Dataset excerpts:
※ ※ ※
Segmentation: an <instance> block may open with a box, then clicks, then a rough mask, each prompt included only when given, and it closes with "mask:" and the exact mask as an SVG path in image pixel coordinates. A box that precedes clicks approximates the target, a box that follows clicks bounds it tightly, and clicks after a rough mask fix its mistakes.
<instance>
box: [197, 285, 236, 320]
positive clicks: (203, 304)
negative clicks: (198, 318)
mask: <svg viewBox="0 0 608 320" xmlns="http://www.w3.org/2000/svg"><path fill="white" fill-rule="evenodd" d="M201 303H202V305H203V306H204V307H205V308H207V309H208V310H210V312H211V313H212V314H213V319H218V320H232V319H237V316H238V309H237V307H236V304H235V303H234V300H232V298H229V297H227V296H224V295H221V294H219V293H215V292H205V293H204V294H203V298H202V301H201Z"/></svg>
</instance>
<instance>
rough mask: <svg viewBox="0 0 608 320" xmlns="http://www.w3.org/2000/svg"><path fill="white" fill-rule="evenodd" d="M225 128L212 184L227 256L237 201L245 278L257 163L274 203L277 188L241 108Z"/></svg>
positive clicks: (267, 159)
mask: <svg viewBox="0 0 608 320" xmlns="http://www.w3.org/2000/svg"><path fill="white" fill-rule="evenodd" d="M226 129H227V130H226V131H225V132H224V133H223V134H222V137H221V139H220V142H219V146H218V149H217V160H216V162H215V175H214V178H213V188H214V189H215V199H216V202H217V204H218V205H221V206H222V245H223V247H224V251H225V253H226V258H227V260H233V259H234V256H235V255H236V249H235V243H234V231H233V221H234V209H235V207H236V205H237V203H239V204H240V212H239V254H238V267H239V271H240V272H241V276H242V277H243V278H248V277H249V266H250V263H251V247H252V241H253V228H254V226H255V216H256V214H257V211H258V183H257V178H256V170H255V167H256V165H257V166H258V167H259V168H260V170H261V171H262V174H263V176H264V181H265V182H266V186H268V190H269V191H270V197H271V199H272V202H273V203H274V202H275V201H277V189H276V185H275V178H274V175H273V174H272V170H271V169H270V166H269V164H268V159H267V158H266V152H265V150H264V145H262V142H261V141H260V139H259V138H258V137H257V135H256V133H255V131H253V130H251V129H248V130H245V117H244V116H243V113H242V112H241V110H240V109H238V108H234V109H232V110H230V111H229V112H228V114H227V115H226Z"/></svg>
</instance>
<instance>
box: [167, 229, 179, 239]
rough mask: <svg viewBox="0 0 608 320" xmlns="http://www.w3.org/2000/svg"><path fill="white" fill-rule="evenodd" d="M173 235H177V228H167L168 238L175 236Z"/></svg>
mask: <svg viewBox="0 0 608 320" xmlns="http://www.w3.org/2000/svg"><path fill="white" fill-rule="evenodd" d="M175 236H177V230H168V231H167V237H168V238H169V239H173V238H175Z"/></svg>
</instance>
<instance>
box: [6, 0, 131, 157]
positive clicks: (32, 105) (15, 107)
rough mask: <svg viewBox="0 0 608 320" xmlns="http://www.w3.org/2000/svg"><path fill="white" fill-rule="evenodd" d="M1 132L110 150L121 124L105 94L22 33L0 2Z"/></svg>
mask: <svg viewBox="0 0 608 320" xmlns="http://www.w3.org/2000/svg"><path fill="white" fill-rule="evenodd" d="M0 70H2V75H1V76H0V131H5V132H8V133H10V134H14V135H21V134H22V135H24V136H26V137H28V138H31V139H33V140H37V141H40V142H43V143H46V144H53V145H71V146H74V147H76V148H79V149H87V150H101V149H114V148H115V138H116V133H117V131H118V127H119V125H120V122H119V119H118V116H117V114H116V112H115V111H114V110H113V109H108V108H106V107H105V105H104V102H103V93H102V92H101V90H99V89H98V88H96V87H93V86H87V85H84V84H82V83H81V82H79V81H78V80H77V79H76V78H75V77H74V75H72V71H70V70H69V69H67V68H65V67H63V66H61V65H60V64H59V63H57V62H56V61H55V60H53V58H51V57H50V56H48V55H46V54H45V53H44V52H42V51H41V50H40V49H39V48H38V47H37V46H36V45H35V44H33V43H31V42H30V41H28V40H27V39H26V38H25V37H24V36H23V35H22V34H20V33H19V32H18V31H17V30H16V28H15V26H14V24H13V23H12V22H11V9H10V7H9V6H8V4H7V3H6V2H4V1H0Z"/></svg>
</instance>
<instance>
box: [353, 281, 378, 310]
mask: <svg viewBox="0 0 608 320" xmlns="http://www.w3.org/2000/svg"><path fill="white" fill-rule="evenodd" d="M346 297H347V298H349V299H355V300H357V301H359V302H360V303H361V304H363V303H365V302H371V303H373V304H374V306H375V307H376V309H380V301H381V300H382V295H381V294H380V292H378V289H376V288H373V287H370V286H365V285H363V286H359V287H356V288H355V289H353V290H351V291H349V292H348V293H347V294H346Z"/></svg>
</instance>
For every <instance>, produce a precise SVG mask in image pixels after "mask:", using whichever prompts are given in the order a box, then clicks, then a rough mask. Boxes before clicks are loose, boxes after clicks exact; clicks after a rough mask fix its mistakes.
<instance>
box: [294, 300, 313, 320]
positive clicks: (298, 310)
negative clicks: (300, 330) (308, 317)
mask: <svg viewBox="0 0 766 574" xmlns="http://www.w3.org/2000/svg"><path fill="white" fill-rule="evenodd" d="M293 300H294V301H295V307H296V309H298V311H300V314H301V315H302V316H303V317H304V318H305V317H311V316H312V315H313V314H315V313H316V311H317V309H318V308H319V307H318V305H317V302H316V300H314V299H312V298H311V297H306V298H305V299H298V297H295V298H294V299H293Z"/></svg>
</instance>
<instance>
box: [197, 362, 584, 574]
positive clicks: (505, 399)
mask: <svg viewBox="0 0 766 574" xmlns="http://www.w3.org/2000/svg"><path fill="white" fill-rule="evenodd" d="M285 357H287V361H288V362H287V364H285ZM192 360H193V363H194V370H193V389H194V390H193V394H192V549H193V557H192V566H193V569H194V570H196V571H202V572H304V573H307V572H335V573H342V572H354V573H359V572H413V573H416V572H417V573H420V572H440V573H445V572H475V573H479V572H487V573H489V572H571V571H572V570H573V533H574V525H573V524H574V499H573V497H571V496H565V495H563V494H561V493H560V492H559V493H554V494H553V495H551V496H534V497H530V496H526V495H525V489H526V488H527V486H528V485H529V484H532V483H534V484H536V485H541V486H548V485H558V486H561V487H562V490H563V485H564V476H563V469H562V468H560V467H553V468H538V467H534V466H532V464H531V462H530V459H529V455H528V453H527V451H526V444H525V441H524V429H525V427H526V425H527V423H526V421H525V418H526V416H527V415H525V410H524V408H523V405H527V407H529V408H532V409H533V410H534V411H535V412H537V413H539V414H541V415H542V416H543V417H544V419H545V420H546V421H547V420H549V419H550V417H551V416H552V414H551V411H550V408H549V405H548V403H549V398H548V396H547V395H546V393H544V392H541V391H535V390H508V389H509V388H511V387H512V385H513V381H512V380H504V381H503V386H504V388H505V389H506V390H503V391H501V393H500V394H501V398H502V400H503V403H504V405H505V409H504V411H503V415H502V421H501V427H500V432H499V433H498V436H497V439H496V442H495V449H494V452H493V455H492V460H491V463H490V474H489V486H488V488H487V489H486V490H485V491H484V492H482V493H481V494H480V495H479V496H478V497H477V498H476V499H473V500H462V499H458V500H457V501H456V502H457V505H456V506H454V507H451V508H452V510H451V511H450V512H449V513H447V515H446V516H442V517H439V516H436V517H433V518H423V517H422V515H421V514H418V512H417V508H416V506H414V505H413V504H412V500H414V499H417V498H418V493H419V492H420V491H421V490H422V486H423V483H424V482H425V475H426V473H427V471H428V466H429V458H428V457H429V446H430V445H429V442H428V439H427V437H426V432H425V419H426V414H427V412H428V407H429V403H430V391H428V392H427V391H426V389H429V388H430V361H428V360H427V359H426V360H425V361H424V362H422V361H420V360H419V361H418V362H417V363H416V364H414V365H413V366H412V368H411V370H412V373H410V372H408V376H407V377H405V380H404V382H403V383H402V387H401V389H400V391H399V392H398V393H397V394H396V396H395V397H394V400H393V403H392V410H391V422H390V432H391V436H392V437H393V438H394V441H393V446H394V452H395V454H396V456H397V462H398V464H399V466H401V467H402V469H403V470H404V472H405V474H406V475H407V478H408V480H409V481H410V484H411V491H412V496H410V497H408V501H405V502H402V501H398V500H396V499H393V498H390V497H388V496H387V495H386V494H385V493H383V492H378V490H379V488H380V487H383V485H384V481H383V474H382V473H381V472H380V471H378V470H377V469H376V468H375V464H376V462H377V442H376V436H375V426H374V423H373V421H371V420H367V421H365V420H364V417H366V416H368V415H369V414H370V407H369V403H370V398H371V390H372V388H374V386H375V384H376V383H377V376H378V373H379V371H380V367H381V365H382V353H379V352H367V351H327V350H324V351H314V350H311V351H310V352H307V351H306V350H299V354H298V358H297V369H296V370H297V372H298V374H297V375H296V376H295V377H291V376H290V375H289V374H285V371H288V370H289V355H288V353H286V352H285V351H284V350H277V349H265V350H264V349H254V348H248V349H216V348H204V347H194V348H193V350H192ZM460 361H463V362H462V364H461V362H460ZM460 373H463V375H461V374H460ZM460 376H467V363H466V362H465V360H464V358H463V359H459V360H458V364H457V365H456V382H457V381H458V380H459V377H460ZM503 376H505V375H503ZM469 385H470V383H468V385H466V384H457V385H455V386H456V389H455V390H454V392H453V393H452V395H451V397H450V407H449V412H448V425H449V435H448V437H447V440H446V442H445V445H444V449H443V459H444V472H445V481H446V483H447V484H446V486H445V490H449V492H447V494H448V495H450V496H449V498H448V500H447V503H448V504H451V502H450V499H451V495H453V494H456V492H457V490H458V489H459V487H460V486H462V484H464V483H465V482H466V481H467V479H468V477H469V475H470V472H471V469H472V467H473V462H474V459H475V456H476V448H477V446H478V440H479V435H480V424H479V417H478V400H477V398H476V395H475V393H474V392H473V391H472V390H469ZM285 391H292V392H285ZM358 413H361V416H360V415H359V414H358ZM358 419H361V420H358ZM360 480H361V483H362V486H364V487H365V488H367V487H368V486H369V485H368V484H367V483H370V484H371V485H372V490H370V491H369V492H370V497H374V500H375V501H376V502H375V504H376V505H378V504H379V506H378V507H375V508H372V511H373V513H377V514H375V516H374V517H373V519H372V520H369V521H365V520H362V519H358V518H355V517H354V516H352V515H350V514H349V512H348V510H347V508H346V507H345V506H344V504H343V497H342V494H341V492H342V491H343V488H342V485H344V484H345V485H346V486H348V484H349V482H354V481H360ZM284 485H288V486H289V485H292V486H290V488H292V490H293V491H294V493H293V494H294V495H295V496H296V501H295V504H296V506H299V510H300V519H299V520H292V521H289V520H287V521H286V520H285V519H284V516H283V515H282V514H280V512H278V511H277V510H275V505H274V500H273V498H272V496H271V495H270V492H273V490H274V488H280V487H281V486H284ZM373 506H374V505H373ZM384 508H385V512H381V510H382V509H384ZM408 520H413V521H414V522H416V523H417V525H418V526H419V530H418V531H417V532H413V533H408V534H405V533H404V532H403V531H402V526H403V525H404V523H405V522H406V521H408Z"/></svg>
※ ※ ※
== YOUR OBJECTIVE ==
Rewrite the lines running from the start of the records through the line holding "negative clicks: (198, 318)", inclusive, with "rough mask" changed to "coarse mask" and all else left unchanged. Give only those lines.

== WRITTEN RESPONSE ==
Segmentation: an <instance> block may open with a box, then clicks, then a coarse mask, each prompt included only when given, and it closes with "mask:" and the exact mask as an SVG path in image pixel coordinates. A box that precedes clicks approximates the target, a box that follows clicks bounds it tightly, and clicks after a coarse mask fix its mistakes.
<instance>
box: [197, 285, 236, 320]
positive clicks: (203, 304)
negative clicks: (198, 318)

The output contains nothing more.